**What is needed**
Repeat the data that follows, keeping every character intact.

**Supplied entries**
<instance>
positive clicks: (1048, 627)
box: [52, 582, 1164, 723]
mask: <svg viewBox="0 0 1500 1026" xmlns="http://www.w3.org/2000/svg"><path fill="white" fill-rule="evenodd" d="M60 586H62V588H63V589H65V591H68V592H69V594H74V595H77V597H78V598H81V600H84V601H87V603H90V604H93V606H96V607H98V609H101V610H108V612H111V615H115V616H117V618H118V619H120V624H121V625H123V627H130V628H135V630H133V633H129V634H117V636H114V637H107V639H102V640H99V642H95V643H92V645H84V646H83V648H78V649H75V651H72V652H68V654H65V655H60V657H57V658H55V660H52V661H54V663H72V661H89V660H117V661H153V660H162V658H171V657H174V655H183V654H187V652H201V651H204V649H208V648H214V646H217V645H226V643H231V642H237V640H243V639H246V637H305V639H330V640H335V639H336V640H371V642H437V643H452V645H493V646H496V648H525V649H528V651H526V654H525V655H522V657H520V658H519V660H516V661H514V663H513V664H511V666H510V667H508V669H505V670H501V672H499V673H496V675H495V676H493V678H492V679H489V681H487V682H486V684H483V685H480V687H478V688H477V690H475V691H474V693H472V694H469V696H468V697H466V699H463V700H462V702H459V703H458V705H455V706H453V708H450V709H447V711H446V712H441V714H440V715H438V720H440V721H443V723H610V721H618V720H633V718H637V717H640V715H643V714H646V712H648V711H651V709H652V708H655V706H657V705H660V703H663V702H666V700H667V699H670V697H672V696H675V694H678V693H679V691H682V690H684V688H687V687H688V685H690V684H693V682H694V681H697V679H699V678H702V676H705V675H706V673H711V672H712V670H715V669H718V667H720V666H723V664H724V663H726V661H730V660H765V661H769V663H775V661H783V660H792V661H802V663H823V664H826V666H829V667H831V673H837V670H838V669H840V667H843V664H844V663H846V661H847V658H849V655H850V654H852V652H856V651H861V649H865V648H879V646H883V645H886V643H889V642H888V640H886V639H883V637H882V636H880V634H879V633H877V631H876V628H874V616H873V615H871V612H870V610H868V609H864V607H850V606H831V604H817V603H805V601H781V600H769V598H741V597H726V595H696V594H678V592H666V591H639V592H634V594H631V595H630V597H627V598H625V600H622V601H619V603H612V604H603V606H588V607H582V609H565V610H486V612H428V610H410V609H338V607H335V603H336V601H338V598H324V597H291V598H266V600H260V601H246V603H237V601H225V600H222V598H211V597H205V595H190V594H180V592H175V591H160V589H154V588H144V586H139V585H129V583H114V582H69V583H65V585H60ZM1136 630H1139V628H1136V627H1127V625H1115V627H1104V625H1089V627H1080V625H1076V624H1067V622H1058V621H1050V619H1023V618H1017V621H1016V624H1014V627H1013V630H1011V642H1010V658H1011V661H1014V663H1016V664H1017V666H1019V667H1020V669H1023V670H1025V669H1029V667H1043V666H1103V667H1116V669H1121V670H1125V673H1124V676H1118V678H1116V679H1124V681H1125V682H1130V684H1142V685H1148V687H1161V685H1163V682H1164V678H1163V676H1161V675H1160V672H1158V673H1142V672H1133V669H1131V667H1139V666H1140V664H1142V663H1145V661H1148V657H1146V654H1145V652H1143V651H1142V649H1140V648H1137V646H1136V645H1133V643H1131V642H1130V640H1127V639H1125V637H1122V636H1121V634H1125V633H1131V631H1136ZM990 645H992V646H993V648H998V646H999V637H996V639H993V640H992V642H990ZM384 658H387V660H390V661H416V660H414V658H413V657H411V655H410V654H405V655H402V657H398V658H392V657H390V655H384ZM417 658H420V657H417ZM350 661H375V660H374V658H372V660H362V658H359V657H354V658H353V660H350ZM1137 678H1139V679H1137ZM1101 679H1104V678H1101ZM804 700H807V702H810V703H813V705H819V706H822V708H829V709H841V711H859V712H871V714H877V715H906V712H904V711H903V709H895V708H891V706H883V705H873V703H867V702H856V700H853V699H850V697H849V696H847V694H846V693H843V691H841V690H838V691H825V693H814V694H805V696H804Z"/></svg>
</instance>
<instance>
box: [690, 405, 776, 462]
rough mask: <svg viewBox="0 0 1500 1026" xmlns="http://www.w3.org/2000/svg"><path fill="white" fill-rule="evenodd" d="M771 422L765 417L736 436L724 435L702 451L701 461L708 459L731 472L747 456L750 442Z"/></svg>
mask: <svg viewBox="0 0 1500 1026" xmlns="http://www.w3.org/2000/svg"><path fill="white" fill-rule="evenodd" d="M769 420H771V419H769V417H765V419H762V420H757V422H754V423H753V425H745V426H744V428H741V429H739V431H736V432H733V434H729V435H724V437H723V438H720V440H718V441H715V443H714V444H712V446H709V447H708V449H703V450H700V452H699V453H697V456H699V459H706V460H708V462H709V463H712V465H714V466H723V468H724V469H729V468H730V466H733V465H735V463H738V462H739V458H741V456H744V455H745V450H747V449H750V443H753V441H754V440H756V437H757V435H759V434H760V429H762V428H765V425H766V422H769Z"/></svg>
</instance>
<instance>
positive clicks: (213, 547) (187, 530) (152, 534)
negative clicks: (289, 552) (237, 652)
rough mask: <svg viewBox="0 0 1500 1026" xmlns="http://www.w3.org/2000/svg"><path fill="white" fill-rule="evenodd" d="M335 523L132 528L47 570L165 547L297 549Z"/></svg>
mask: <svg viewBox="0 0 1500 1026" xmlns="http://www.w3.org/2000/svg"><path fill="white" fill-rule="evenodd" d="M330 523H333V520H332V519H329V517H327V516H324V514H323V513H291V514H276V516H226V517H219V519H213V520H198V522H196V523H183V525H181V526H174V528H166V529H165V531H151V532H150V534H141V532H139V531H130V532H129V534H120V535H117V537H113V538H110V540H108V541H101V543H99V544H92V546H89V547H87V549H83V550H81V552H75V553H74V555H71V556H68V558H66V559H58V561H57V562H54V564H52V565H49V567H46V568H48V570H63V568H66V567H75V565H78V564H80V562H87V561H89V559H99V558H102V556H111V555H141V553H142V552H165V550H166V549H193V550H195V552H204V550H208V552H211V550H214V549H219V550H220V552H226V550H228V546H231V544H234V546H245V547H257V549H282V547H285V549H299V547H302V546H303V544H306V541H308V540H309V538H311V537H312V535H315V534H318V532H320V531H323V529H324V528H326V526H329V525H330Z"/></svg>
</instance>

**Output for this exercise**
<instance>
positive clicks: (1048, 627)
box: [52, 582, 1164, 723]
mask: <svg viewBox="0 0 1500 1026" xmlns="http://www.w3.org/2000/svg"><path fill="white" fill-rule="evenodd" d="M60 586H62V588H63V589H65V591H68V592H69V594H74V595H77V597H78V598H81V600H84V601H87V603H90V604H93V606H96V607H98V609H101V610H108V612H111V615H115V616H117V618H118V619H120V624H121V625H123V627H130V628H135V630H133V633H129V634H117V636H114V637H107V639H102V640H99V642H95V643H92V645H84V646H83V648H78V649H75V651H72V652H68V654H65V655H60V657H57V658H55V660H52V661H54V663H72V661H89V660H117V661H153V660H162V658H171V657H174V655H183V654H187V652H201V651H204V649H208V648H214V646H217V645H226V643H231V642H237V640H243V639H246V637H305V639H330V640H335V639H336V640H371V642H437V643H452V645H493V646H496V648H525V649H528V651H526V654H525V655H522V657H520V658H519V660H516V661H514V663H513V664H511V666H510V667H508V669H505V670H501V672H499V673H496V675H495V676H493V678H492V679H489V681H487V682H486V684H483V685H480V687H478V688H477V690H475V691H474V693H472V694H469V696H468V697H466V699H463V700H462V702H459V703H458V705H455V706H453V708H450V709H447V711H446V712H441V714H440V715H438V720H440V721H443V723H610V721H618V720H633V718H637V717H640V715H643V714H646V712H648V711H651V709H652V708H655V706H657V705H660V703H663V702H666V700H667V699H670V697H672V696H675V694H678V693H679V691H682V690H684V688H687V687H688V685H690V684H693V682H694V681H697V679H699V678H702V676H705V675H706V673H711V672H712V670H715V669H718V667H720V666H723V664H724V663H726V661H730V660H765V661H769V663H775V661H783V660H792V661H802V663H823V664H826V666H829V667H831V673H837V670H838V669H840V667H843V664H844V663H846V661H847V658H849V655H850V654H852V652H856V651H861V649H865V648H879V646H883V645H886V643H889V642H888V640H886V639H883V637H882V636H880V634H879V633H877V631H876V628H874V616H873V615H871V612H870V610H868V609H864V607H850V606H831V604H817V603H805V601H781V600H769V598H741V597H726V595H696V594H678V592H666V591H639V592H634V594H631V595H630V597H627V598H625V600H622V601H619V603H612V604H603V606H588V607H582V609H565V610H486V612H428V610H410V609H338V607H335V603H336V601H338V598H324V597H291V598H266V600H260V601H246V603H237V601H225V600H222V598H211V597H205V595H190V594H180V592H175V591H160V589H154V588H144V586H139V585H129V583H114V582H69V583H65V585H60ZM1136 630H1139V628H1136V627H1127V625H1115V627H1104V625H1089V627H1080V625H1076V624H1067V622H1058V621H1050V619H1023V618H1017V621H1016V624H1014V627H1013V630H1011V642H1010V658H1011V661H1014V663H1016V664H1017V666H1019V667H1020V669H1023V670H1025V669H1029V667H1043V666H1103V667H1116V669H1121V670H1125V673H1124V676H1118V678H1116V679H1124V681H1125V682H1130V684H1142V685H1148V687H1161V685H1163V682H1164V678H1163V676H1161V675H1160V672H1158V673H1142V672H1133V669H1131V667H1139V666H1140V664H1142V663H1145V661H1148V657H1146V654H1145V652H1143V651H1142V649H1140V648H1137V646H1136V645H1133V643H1131V642H1130V640H1127V639H1125V637H1122V636H1121V634H1125V633H1131V631H1136ZM990 645H992V646H993V648H998V646H999V637H996V639H993V640H992V642H990ZM384 658H387V660H390V661H416V660H414V658H413V657H411V655H410V654H405V655H402V657H398V658H392V657H390V655H384ZM417 658H420V657H417ZM350 661H375V660H374V658H372V660H362V658H359V657H354V658H353V660H350ZM1137 678H1139V679H1137ZM1101 679H1104V678H1101ZM804 700H807V702H810V703H813V705H819V706H822V708H829V709H841V711H859V712H871V714H877V715H906V712H904V711H903V709H895V708H891V706H883V705H873V703H867V702H856V700H853V699H850V697H849V696H847V694H846V693H843V691H841V690H838V691H825V693H814V694H805V696H804Z"/></svg>
</instance>
<instance>
box: [690, 405, 776, 462]
rough mask: <svg viewBox="0 0 1500 1026" xmlns="http://www.w3.org/2000/svg"><path fill="white" fill-rule="evenodd" d="M771 422L765 417L736 436L724 435L702 451L701 461L708 459L731 472L747 456L750 442Z"/></svg>
mask: <svg viewBox="0 0 1500 1026" xmlns="http://www.w3.org/2000/svg"><path fill="white" fill-rule="evenodd" d="M769 420H771V419H769V417H765V419H762V420H757V422H754V423H753V425H745V426H744V428H741V429H739V431H736V432H733V434H729V435H724V437H723V438H720V440H718V441H715V443H714V444H712V446H709V447H708V449H703V450H700V452H699V453H697V456H699V459H706V460H708V462H709V463H712V465H714V466H723V468H724V469H729V468H730V466H733V465H735V463H738V462H739V458H741V456H744V455H745V450H747V449H750V443H753V441H754V440H756V437H757V435H759V434H760V429H762V428H765V425H766V422H769Z"/></svg>
</instance>
<instance>
positive clicks: (213, 547) (187, 530) (152, 534)
negative clicks: (289, 552) (237, 652)
rough mask: <svg viewBox="0 0 1500 1026" xmlns="http://www.w3.org/2000/svg"><path fill="white" fill-rule="evenodd" d="M335 523L132 528L47 570L165 547L297 549Z"/></svg>
mask: <svg viewBox="0 0 1500 1026" xmlns="http://www.w3.org/2000/svg"><path fill="white" fill-rule="evenodd" d="M330 523H333V520H332V519H329V517H327V516H324V514H323V513H291V514H276V516H226V517H219V519H213V520H198V522H196V523H183V525H181V526H174V528H166V529H165V531H151V532H150V534H141V532H139V531H130V532H129V534H120V535H117V537H113V538H110V540H108V541H101V543H99V544H92V546H89V547H87V549H83V550H81V552H75V553H74V555H71V556H68V558H66V559H58V561H57V562H54V564H52V565H49V567H46V568H48V570H63V568H66V567H75V565H78V564H80V562H87V561H89V559H99V558H102V556H111V555H141V553H142V552H165V550H166V549H193V550H195V552H204V550H208V552H211V550H214V549H219V550H220V552H226V550H228V546H231V544H234V546H245V547H257V549H282V547H285V549H299V547H302V546H303V544H306V541H308V540H309V538H311V537H312V535H315V534H318V532H320V531H323V529H324V528H326V526H329V525H330Z"/></svg>
</instance>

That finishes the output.